Your goal ::
Put each line of the entries below into a single numbered list, omitting any blank lines.

Bounding box annotation entries ::
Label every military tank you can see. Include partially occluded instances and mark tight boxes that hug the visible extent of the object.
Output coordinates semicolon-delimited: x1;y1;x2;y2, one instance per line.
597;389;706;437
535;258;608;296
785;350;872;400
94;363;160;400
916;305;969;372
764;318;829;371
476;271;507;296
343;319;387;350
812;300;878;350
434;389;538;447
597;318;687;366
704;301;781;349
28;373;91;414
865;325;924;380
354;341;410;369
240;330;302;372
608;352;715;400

Task output ::
1. Label every military tank you can see. Include partially occluded instances and mark tight boxes that hug the visible extent of the object.
2. Output coordinates semicolon-delimited: x1;y1;x2;y2, one instance per line.
3. 597;389;706;437
4. 535;258;608;296
5. 785;350;872;400
6. 94;363;160;400
7. 916;305;969;372
8. 764;318;829;371
9. 476;271;507;296
10. 343;319;387;350
11. 812;300;878;350
12. 434;389;538;447
13. 597;318;687;366
14. 704;301;781;349
15. 28;373;91;414
16. 865;325;924;380
17. 354;341;410;369
18. 240;330;302;372
19. 608;352;715;400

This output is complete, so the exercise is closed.